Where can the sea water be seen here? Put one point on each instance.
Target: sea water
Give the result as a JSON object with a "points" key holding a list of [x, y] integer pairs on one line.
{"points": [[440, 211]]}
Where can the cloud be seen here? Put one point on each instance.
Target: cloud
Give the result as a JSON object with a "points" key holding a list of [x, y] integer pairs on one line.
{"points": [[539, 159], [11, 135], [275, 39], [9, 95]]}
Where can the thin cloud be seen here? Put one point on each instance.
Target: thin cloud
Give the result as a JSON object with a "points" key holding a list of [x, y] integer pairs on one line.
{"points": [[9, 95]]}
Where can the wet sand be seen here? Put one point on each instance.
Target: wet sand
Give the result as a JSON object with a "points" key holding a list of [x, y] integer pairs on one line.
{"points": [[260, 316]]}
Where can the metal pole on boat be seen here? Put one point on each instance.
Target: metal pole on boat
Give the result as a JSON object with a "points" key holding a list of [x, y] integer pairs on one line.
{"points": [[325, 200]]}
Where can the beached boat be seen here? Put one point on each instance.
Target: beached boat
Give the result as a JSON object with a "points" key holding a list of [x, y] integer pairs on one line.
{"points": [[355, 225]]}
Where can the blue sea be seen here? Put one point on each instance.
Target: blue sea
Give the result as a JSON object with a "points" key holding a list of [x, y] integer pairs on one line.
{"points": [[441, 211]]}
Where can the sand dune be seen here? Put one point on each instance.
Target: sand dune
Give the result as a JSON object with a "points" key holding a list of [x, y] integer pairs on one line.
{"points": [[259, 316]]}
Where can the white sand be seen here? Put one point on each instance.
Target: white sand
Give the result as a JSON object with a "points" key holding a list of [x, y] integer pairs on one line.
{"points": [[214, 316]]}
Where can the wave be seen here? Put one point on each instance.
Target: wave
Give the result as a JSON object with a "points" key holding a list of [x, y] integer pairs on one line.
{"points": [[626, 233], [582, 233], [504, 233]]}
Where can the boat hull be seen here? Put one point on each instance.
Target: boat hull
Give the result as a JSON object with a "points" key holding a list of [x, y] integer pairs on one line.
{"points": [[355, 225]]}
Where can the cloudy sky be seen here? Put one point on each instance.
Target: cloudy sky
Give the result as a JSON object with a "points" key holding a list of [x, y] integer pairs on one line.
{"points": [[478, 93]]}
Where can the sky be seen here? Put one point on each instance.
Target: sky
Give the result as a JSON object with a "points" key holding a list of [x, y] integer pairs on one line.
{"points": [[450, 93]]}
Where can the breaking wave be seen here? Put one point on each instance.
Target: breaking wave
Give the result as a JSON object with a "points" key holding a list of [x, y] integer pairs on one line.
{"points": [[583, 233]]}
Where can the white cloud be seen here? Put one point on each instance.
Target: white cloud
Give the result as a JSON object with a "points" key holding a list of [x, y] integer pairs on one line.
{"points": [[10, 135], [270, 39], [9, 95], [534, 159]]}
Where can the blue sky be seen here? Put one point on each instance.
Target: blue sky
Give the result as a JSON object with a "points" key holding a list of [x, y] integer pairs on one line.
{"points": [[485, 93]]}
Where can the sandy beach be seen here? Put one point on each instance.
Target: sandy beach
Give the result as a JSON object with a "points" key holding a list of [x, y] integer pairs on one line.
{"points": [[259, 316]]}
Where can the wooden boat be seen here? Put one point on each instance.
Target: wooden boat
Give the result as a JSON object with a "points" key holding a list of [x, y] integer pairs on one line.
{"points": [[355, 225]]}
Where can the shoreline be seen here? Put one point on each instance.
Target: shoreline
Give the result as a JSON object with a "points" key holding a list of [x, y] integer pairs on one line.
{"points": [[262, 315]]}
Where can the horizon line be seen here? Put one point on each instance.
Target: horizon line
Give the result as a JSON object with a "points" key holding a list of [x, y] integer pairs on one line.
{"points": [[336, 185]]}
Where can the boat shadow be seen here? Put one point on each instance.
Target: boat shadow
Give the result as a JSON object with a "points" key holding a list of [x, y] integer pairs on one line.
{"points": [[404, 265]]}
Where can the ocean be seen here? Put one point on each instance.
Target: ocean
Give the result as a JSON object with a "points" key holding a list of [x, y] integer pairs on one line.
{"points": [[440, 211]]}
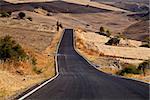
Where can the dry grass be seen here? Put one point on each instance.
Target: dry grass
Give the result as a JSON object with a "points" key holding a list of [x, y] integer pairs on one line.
{"points": [[106, 63], [39, 42]]}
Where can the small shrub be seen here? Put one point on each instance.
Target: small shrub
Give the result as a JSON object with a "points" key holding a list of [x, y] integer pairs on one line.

▶ _TASK DESCRIPTION_
Keep only the lines from the one containing "Where can the dry" to the end of the entries, and repeat them exactly.

▶ _COMPLETED TASK_
Where can the dry grass be seen here? Put one point on each instance.
Target: dry grass
Give the result as a JSON object with a "points" key holding a list of [x, y] integer pairs on one line.
{"points": [[106, 63], [39, 42]]}
Where can the small shrub be seen here? Put one point on each instance.
Target: small shrub
Give the result as a JSON object with a "points" key holding a list of [x, y] integer pairs on one line.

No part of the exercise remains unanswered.